[Photo labels with boxes]
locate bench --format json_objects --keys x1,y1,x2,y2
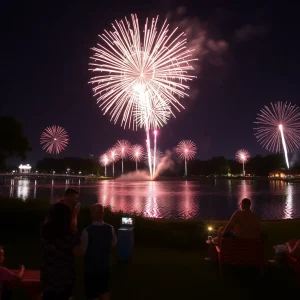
[{"x1": 216, "y1": 238, "x2": 264, "y2": 276}]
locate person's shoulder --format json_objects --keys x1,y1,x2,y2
[
  {"x1": 0, "y1": 266, "x2": 10, "y2": 274},
  {"x1": 232, "y1": 210, "x2": 241, "y2": 216},
  {"x1": 103, "y1": 222, "x2": 115, "y2": 231}
]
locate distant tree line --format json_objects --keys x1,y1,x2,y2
[{"x1": 36, "y1": 154, "x2": 300, "y2": 177}]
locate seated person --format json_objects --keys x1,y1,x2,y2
[
  {"x1": 0, "y1": 246, "x2": 25, "y2": 299},
  {"x1": 219, "y1": 198, "x2": 261, "y2": 239},
  {"x1": 270, "y1": 240, "x2": 300, "y2": 265}
]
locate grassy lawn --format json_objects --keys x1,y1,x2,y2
[{"x1": 0, "y1": 198, "x2": 300, "y2": 300}]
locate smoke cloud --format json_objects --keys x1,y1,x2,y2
[
  {"x1": 167, "y1": 7, "x2": 229, "y2": 73},
  {"x1": 234, "y1": 24, "x2": 269, "y2": 42},
  {"x1": 116, "y1": 150, "x2": 175, "y2": 181}
]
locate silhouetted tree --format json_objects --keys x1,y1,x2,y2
[{"x1": 0, "y1": 116, "x2": 31, "y2": 166}]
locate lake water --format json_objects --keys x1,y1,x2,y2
[{"x1": 0, "y1": 178, "x2": 300, "y2": 220}]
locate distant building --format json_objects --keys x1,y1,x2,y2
[{"x1": 19, "y1": 164, "x2": 31, "y2": 174}]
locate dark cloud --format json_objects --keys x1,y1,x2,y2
[
  {"x1": 234, "y1": 24, "x2": 269, "y2": 42},
  {"x1": 167, "y1": 6, "x2": 229, "y2": 72}
]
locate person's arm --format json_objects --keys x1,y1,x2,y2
[
  {"x1": 81, "y1": 229, "x2": 89, "y2": 253},
  {"x1": 0, "y1": 265, "x2": 25, "y2": 281},
  {"x1": 288, "y1": 240, "x2": 300, "y2": 256},
  {"x1": 111, "y1": 226, "x2": 117, "y2": 246},
  {"x1": 73, "y1": 231, "x2": 84, "y2": 256},
  {"x1": 223, "y1": 212, "x2": 237, "y2": 234}
]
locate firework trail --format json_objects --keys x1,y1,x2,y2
[
  {"x1": 129, "y1": 144, "x2": 145, "y2": 171},
  {"x1": 145, "y1": 148, "x2": 164, "y2": 177},
  {"x1": 235, "y1": 149, "x2": 250, "y2": 176},
  {"x1": 40, "y1": 125, "x2": 69, "y2": 154},
  {"x1": 176, "y1": 140, "x2": 197, "y2": 176},
  {"x1": 107, "y1": 147, "x2": 119, "y2": 177},
  {"x1": 90, "y1": 15, "x2": 195, "y2": 178},
  {"x1": 115, "y1": 140, "x2": 131, "y2": 174},
  {"x1": 254, "y1": 102, "x2": 300, "y2": 168},
  {"x1": 99, "y1": 153, "x2": 109, "y2": 177}
]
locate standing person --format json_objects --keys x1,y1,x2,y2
[
  {"x1": 0, "y1": 246, "x2": 25, "y2": 300},
  {"x1": 223, "y1": 198, "x2": 261, "y2": 239},
  {"x1": 81, "y1": 204, "x2": 117, "y2": 300},
  {"x1": 41, "y1": 202, "x2": 82, "y2": 300}
]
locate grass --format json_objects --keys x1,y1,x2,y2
[{"x1": 0, "y1": 199, "x2": 300, "y2": 300}]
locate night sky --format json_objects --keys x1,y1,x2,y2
[{"x1": 0, "y1": 0, "x2": 300, "y2": 164}]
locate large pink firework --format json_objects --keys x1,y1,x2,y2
[
  {"x1": 176, "y1": 140, "x2": 197, "y2": 176},
  {"x1": 254, "y1": 101, "x2": 300, "y2": 168},
  {"x1": 176, "y1": 140, "x2": 197, "y2": 160},
  {"x1": 115, "y1": 140, "x2": 131, "y2": 174},
  {"x1": 40, "y1": 125, "x2": 69, "y2": 154},
  {"x1": 115, "y1": 140, "x2": 131, "y2": 158},
  {"x1": 129, "y1": 144, "x2": 145, "y2": 170},
  {"x1": 107, "y1": 147, "x2": 120, "y2": 177},
  {"x1": 90, "y1": 14, "x2": 195, "y2": 178},
  {"x1": 235, "y1": 149, "x2": 250, "y2": 176},
  {"x1": 99, "y1": 153, "x2": 110, "y2": 177},
  {"x1": 235, "y1": 149, "x2": 250, "y2": 163}
]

_EXERCISE TASK_
Pull out every line of the material above that contains the string "tree", matching case exactly, and copy each one in full.

_RESPONSE BELOW_
locate distant tree line --format json_objects --keys x1,y1,x2,y2
locate silhouetted tree --format json_objects --keys x1,y1,x2,y2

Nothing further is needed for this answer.